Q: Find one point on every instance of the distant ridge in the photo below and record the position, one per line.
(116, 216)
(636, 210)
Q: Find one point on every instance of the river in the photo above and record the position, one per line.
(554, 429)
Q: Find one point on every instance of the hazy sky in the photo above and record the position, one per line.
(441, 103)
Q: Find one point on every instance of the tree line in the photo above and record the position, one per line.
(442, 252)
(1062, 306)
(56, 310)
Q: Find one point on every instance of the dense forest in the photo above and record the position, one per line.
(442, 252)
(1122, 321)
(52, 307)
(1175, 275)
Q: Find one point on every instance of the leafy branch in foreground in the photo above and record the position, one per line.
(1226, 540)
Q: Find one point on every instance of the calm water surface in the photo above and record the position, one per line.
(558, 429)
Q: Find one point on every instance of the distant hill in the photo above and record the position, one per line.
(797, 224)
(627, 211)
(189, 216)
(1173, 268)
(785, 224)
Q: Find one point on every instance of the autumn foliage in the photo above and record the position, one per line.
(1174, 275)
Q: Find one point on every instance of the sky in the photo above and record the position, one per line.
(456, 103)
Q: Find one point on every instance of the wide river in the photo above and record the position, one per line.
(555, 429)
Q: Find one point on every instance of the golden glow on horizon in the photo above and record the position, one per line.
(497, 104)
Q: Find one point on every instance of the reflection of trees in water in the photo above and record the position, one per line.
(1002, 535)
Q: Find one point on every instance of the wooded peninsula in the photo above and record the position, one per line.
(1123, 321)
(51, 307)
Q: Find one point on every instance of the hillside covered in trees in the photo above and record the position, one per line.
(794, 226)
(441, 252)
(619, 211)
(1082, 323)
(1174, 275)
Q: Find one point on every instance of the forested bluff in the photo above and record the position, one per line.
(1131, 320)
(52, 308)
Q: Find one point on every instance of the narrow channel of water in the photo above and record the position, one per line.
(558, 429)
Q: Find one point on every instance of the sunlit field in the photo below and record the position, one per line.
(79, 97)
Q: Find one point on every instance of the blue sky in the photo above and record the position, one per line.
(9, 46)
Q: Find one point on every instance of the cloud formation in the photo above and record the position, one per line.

> [Exercise]:
Write out all records exactly, keeping every detail.

> [Expected answer]:
Q: Find one point on every instance of the distant ridge in the photo below and record the position, one per line.
(116, 216)
(636, 210)
Q: Find one point on every instance of the river in the photo above and record the position, one per line.
(554, 429)
Q: Find one point on every instance of the hazy sky in the photo above and record the position, one per line.
(441, 103)
Q: Find one point on every instance of the tree line in the photo above and record the position, one per line.
(442, 252)
(1062, 306)
(56, 310)
Q: Find one point on every instance of the dense forest in the photo above and record the position, one per line.
(442, 252)
(1122, 321)
(52, 307)
(1175, 275)
Q: Find one point on every instance of the leafy branch in foreground in the photo above and record the position, one per line.
(1226, 540)
Q: Find one point on every instance of the calm water surface in the photo above and record the position, one per line.
(558, 429)
Q: Find one point on every instance of the distant hill in the photo above and record the position, one per line.
(797, 224)
(627, 211)
(189, 216)
(1173, 268)
(785, 224)
Q: Find one point on every instance of the autumn foliage in the photo above and record the position, one per line.
(1174, 275)
Q: Find one point on every instance of the sky in the photo above and record the position, one per line.
(456, 103)
Q: Find one point on every instance of the wide river in the photo above and record the position, one per line.
(555, 429)
Q: Find one point on every instance of the golden glow on horizon in the photo above and record the position, one per line.
(497, 104)
Q: Find one point on every instance of the reflection of trees in water in the photo above and record the position, one per line.
(1002, 535)
Q: Find one point on every instance of the wooded peninsula in the photo above and record the position, one per line.
(1123, 321)
(51, 307)
Q: Find one point on every instance of the hillside covered in trees in the photo above and record the position, one per line.
(794, 226)
(441, 252)
(619, 211)
(1082, 323)
(1174, 275)
Q: Find one point on every instance of the forested bluff in the photo above and record the position, one per line.
(1131, 320)
(52, 308)
Q: Find one point on every instance of the narrow channel of water in the photo above and record the position, one per line.
(558, 429)
Q: Find one point on every instance of the sunlit field in the photo below and record the position, one per line.
(79, 97)
Q: Find one point on every instance of the blue sky in the photo above and record the position, one per line.
(9, 46)
Q: Find one point on every instance of the cloud formation in the photo above and record the position, one per line.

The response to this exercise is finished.